-- EXERCISE MATERIAL follows --

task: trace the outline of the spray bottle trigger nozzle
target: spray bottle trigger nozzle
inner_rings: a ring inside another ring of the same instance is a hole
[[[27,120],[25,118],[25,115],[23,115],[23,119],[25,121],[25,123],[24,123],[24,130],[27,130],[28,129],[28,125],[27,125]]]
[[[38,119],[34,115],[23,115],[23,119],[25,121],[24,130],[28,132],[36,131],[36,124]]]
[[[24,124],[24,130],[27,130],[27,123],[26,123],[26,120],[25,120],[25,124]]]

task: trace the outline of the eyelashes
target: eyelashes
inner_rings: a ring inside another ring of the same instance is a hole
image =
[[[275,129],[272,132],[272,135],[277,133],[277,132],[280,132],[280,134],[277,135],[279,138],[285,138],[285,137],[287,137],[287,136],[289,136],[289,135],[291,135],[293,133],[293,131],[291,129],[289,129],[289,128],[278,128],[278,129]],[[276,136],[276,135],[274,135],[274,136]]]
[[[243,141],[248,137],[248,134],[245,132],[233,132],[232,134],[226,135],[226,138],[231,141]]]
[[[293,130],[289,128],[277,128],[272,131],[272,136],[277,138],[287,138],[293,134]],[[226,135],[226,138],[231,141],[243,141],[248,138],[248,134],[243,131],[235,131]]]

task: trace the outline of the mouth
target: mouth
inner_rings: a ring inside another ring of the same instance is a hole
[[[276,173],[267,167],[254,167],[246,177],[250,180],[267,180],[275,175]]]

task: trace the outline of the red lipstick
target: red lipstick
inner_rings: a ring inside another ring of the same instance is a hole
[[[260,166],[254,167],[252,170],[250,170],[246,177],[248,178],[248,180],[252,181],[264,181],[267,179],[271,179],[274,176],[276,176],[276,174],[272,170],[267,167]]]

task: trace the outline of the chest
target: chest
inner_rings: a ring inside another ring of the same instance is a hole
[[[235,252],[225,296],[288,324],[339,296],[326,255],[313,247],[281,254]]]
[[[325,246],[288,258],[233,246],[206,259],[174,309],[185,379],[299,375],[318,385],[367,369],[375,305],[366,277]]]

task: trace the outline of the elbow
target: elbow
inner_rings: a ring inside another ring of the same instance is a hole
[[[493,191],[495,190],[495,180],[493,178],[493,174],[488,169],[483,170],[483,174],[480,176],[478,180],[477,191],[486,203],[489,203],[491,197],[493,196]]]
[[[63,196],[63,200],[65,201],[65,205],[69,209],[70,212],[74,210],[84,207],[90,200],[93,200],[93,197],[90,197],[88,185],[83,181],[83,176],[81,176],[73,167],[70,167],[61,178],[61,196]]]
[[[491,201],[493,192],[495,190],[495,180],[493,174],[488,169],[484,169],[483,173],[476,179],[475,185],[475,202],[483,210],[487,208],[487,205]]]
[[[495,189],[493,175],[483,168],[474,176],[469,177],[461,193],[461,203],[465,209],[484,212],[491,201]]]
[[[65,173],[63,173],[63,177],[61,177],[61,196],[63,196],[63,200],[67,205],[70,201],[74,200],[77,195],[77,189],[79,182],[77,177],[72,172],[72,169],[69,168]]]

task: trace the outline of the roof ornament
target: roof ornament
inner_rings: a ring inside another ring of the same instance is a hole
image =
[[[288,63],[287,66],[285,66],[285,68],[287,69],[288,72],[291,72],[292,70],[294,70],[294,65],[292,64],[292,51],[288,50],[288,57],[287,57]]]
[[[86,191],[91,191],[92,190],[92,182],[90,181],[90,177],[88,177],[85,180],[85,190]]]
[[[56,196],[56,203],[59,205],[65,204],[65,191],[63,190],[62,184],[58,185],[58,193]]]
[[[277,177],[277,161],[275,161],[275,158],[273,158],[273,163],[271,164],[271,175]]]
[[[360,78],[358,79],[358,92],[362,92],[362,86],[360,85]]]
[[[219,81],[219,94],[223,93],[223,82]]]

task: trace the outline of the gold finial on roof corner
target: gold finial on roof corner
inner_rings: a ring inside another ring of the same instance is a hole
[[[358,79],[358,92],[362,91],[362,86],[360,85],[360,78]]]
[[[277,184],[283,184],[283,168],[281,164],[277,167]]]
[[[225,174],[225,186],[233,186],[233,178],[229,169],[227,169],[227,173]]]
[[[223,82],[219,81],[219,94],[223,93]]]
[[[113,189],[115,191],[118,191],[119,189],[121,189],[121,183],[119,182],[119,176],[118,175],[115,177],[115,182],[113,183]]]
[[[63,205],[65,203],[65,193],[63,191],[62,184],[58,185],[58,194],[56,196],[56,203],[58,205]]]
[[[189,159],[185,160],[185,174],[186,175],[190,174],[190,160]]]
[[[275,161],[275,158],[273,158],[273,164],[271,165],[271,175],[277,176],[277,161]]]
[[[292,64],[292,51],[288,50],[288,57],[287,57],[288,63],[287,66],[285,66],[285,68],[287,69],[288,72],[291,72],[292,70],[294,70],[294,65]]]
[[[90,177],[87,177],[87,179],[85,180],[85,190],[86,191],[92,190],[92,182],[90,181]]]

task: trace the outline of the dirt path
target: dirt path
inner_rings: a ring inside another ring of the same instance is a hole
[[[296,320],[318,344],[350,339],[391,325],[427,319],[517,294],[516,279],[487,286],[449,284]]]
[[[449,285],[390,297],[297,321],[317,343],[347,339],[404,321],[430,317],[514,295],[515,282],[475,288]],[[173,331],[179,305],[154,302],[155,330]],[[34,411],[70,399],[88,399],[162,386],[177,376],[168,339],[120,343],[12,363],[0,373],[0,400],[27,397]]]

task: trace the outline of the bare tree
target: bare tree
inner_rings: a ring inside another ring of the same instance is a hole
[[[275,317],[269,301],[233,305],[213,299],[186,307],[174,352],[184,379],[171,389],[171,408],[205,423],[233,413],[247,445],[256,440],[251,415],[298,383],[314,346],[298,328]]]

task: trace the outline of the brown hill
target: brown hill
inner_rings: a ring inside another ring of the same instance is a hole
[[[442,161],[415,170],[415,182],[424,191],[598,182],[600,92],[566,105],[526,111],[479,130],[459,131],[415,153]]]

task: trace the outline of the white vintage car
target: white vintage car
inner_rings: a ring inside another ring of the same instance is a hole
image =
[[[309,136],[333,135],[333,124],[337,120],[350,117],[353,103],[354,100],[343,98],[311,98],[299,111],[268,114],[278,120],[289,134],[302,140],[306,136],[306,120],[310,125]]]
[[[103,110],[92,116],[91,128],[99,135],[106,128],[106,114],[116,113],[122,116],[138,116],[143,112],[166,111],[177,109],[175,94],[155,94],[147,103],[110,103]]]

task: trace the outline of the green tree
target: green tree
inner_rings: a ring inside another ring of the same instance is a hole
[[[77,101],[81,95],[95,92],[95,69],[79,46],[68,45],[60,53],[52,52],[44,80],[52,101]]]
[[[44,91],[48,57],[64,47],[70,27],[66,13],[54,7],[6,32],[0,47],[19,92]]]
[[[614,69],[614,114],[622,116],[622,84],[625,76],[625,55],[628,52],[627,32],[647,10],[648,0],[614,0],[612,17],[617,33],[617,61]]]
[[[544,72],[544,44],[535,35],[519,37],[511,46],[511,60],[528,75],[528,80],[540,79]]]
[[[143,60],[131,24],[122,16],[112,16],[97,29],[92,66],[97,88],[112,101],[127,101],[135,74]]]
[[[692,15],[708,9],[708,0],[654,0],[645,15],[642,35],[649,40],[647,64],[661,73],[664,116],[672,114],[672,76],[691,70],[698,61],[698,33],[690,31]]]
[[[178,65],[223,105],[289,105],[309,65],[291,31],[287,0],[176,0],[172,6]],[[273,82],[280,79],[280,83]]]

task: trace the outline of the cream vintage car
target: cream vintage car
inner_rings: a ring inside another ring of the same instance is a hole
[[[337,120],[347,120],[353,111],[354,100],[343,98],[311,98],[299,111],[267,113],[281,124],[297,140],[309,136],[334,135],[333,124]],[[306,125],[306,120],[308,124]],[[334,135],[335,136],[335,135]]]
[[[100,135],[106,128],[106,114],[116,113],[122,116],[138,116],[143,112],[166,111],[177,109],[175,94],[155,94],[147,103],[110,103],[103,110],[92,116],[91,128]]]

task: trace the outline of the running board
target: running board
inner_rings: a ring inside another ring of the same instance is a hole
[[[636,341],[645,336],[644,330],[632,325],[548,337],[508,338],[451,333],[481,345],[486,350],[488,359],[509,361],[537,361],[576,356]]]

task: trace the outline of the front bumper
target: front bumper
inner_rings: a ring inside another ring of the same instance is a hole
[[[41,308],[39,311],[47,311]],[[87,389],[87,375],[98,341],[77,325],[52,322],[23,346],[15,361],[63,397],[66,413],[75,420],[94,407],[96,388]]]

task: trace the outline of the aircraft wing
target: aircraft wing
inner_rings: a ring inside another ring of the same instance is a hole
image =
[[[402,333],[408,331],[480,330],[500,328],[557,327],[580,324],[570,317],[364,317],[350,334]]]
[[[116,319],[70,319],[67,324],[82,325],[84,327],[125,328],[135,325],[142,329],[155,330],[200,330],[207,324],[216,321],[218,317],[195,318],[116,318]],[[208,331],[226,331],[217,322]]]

-- EXERCISE MATERIAL concluded --

Could you set down, word for word, only the lines above from the line with "task: trace the outline of the eyelashes" to the line with "target: mouth", including both?

§ RESULT OF THE TASK
task: trace the outline of the eyelashes
target: eyelashes
inner_rings: a ring inside another ring of the same instance is a hole
image =
[[[275,129],[272,132],[272,135],[277,133],[277,132],[280,132],[280,134],[277,135],[279,138],[285,138],[285,137],[287,137],[287,136],[289,136],[289,135],[291,135],[293,133],[293,131],[291,129],[289,129],[289,128],[278,128],[278,129]],[[276,136],[276,135],[274,135],[274,136]]]
[[[243,141],[248,137],[248,134],[245,132],[233,132],[232,134],[226,135],[226,138],[231,141]]]
[[[293,130],[289,128],[277,128],[272,131],[272,136],[277,138],[287,138],[293,134]],[[226,135],[226,138],[231,141],[243,141],[248,138],[248,134],[243,131],[235,131]]]

task: trace the outline of the mouth
target: mouth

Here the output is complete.